WRITTEN EXERCISE: In the items below, render everything from the line containing "identify the white" down to the line containing "(372, 186), (420, 219)", both ends included, as a JSON list of strings with one string per line and blank lines left out.

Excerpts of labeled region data
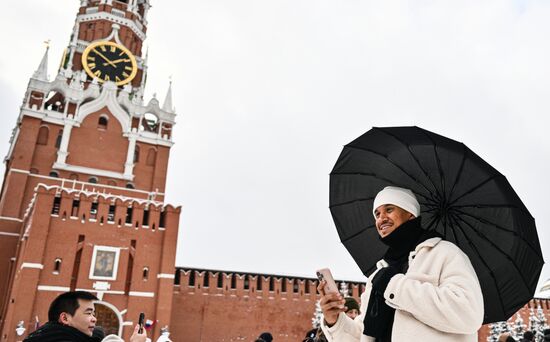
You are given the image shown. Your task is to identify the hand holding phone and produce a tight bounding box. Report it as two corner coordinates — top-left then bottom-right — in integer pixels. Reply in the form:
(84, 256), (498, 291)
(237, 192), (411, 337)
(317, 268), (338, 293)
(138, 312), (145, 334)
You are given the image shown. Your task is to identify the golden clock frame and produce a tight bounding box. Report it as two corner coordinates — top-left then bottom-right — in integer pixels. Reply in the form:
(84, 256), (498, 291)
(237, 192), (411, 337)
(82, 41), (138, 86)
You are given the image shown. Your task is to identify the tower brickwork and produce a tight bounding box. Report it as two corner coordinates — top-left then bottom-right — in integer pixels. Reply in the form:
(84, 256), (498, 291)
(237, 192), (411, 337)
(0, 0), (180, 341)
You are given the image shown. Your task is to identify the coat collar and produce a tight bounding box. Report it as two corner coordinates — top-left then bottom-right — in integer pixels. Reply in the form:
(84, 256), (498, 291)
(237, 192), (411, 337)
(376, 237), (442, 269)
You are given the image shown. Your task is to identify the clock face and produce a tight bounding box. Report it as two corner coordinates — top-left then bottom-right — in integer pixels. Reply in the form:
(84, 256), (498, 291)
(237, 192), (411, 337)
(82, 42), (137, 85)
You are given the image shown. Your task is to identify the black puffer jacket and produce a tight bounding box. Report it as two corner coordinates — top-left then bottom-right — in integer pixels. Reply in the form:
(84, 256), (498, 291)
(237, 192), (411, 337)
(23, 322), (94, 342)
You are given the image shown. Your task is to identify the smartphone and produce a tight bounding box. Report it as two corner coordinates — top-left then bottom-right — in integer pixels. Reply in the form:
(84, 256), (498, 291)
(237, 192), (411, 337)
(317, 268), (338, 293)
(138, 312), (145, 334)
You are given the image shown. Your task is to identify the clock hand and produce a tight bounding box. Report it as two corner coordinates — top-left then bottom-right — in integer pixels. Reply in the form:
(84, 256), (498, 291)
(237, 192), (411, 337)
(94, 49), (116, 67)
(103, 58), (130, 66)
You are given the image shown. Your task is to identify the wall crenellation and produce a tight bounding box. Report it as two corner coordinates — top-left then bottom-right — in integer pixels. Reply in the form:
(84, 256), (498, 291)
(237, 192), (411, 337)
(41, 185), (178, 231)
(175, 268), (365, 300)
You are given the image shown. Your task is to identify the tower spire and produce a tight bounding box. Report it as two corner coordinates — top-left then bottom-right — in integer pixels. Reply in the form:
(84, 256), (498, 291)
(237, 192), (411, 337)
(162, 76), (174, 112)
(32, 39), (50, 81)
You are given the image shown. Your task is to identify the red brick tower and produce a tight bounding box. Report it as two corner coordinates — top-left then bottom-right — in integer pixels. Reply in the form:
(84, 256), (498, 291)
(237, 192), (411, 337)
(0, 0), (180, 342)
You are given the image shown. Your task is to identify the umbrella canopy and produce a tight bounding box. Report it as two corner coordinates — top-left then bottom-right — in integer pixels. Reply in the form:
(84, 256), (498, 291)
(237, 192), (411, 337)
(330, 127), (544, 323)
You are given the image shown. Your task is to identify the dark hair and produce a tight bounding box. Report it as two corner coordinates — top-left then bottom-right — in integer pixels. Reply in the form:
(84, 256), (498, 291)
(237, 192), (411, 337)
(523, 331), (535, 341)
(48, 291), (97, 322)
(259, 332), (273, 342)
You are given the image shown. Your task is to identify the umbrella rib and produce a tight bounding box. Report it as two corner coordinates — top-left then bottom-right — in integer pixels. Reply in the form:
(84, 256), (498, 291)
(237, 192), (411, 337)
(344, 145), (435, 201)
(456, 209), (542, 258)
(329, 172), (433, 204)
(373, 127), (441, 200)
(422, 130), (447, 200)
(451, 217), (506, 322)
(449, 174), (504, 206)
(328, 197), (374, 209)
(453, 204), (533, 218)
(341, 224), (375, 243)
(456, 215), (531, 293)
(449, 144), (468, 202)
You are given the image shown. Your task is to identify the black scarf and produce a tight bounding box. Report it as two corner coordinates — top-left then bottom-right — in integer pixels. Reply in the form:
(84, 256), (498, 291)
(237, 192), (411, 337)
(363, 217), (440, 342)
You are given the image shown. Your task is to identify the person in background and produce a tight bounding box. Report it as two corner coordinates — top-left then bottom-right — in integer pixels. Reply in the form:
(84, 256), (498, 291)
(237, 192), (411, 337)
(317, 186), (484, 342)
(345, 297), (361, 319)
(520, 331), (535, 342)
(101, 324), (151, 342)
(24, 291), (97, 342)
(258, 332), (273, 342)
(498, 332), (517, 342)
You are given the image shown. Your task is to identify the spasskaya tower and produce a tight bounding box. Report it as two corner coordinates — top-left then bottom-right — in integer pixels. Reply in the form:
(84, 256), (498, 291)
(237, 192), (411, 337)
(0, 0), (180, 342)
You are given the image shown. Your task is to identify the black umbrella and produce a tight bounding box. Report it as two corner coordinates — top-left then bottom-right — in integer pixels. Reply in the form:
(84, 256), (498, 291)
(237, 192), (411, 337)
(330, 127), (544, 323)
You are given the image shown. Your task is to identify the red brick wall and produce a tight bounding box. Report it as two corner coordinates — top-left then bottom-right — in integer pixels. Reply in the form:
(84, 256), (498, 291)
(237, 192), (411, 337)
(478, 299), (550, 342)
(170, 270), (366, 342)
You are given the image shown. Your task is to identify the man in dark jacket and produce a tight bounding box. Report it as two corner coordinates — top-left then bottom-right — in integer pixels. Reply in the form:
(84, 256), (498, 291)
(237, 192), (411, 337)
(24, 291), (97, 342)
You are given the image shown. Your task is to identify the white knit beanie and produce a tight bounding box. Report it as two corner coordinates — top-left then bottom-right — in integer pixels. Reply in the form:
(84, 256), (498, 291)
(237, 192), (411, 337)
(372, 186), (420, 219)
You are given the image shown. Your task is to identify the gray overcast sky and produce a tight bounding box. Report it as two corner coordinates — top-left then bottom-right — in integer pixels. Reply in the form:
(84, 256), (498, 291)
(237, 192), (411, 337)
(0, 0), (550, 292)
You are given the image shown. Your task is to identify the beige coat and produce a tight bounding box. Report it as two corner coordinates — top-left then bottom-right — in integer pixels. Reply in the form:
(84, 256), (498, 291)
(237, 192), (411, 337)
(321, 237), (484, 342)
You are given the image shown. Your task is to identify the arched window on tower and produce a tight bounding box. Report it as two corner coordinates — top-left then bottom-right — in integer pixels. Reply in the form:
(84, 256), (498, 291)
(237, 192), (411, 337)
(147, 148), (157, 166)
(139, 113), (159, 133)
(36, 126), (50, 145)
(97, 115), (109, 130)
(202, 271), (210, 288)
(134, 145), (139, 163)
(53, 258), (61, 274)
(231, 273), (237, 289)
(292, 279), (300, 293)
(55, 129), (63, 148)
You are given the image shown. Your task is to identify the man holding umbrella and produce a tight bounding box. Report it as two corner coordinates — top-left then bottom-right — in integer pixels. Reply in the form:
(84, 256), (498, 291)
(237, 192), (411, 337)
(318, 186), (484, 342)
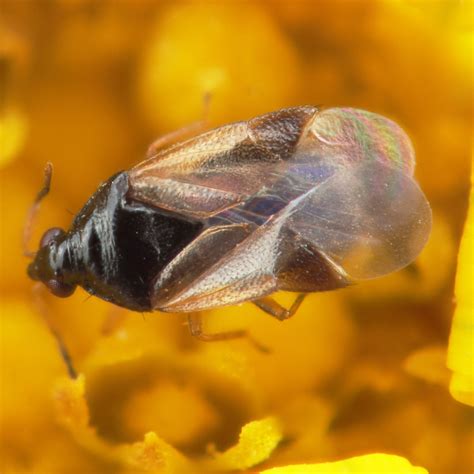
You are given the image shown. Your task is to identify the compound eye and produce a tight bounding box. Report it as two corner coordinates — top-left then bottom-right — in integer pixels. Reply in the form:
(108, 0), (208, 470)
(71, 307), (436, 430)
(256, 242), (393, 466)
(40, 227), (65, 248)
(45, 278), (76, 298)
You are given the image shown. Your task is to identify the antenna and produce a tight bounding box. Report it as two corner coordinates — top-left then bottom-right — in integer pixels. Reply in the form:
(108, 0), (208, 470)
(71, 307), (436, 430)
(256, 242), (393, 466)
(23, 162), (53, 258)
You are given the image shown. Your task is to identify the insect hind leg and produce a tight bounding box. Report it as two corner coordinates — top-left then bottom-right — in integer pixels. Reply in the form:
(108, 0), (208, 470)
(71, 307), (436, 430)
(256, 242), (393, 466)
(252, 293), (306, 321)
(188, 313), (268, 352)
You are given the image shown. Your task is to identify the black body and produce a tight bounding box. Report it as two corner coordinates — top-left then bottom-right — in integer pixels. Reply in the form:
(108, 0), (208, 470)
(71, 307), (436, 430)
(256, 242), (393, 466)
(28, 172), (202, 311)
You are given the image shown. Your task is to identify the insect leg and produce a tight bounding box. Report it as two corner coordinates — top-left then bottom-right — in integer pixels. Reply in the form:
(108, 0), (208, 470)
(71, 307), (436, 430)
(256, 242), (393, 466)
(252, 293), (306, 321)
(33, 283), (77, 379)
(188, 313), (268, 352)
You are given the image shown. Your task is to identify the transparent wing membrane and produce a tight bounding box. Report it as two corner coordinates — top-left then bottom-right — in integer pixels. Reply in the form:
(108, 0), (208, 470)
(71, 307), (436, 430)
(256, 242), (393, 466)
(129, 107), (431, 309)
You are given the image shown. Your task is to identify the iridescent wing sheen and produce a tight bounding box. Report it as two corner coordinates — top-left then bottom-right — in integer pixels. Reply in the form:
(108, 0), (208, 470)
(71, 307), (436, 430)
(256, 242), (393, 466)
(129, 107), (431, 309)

RESPONSE TO THE TASK:
[
  "You are given the image shown. Your task is to identify the white knit beanie and produce a tight bounding box. Report it as two corner coordinates — top-left then bottom-right — in integer pixels. Reply in the form:",
  "(84, 256), (498, 291)",
  "(237, 192), (411, 337)",
  "(372, 186), (420, 219)"
]